Pick out every line in the records below that contains the word "dark", and copy each of those lines.

• **Items**:

◇ ◇ ◇ ◇

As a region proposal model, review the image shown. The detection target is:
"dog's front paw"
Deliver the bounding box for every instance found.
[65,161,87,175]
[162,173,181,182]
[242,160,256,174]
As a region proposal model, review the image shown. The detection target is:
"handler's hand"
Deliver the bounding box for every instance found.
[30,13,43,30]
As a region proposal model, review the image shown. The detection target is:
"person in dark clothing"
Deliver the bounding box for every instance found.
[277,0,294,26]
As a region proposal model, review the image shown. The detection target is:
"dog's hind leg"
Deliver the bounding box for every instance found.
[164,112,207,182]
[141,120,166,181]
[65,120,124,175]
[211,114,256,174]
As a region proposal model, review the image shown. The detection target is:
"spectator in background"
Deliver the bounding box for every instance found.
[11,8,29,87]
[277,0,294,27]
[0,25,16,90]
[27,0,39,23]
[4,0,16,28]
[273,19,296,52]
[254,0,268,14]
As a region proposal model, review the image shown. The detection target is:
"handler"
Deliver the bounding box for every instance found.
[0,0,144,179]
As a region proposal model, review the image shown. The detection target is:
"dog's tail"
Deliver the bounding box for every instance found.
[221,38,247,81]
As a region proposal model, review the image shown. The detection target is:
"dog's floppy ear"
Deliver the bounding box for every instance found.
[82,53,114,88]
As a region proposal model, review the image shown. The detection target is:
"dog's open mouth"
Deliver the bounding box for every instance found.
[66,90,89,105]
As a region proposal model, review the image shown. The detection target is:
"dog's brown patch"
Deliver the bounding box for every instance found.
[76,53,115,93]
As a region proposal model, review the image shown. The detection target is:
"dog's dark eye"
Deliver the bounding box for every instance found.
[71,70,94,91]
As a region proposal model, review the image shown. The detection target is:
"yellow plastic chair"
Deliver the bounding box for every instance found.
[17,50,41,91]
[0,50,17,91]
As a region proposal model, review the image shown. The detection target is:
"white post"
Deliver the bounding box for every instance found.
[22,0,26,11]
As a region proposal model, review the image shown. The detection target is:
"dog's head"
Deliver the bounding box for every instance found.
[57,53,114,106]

◇ ◇ ◇ ◇

• **Reply**:
"person in dark clothing"
"dog's dark eye"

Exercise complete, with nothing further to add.